■ What to produce ■
The entries below are to be reproduced in full, exactly as written.

-.-.-

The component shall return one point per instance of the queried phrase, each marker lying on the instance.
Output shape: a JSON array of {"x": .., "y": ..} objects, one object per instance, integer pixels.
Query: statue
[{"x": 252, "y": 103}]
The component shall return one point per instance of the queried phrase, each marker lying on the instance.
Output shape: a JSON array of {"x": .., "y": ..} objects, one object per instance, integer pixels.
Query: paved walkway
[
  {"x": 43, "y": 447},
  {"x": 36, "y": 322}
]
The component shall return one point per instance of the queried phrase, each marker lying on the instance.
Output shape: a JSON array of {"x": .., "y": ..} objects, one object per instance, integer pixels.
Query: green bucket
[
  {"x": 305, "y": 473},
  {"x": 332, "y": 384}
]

-.-.-

■ Your solution ■
The component shall return one point per instance of the queried phrase, each marker lying on the instance.
Output shape: a JSON array of {"x": .., "y": ..} objects, one object per instance, integer pixels.
Query: statue
[{"x": 252, "y": 103}]
The component shall return one point per instance of the queried phrase, each marker lying on the instance.
Output shape: a JSON array of {"x": .., "y": ..} objects, one object per instance, integer pixels.
Query: paved walkway
[
  {"x": 43, "y": 447},
  {"x": 36, "y": 322}
]
The component shall return one point per instance of the queried phrase, each marker lying on the instance.
Output shape: a JSON array of {"x": .., "y": ..} objects, one object per instance, integer pixels.
Query: green bucket
[
  {"x": 305, "y": 473},
  {"x": 332, "y": 384}
]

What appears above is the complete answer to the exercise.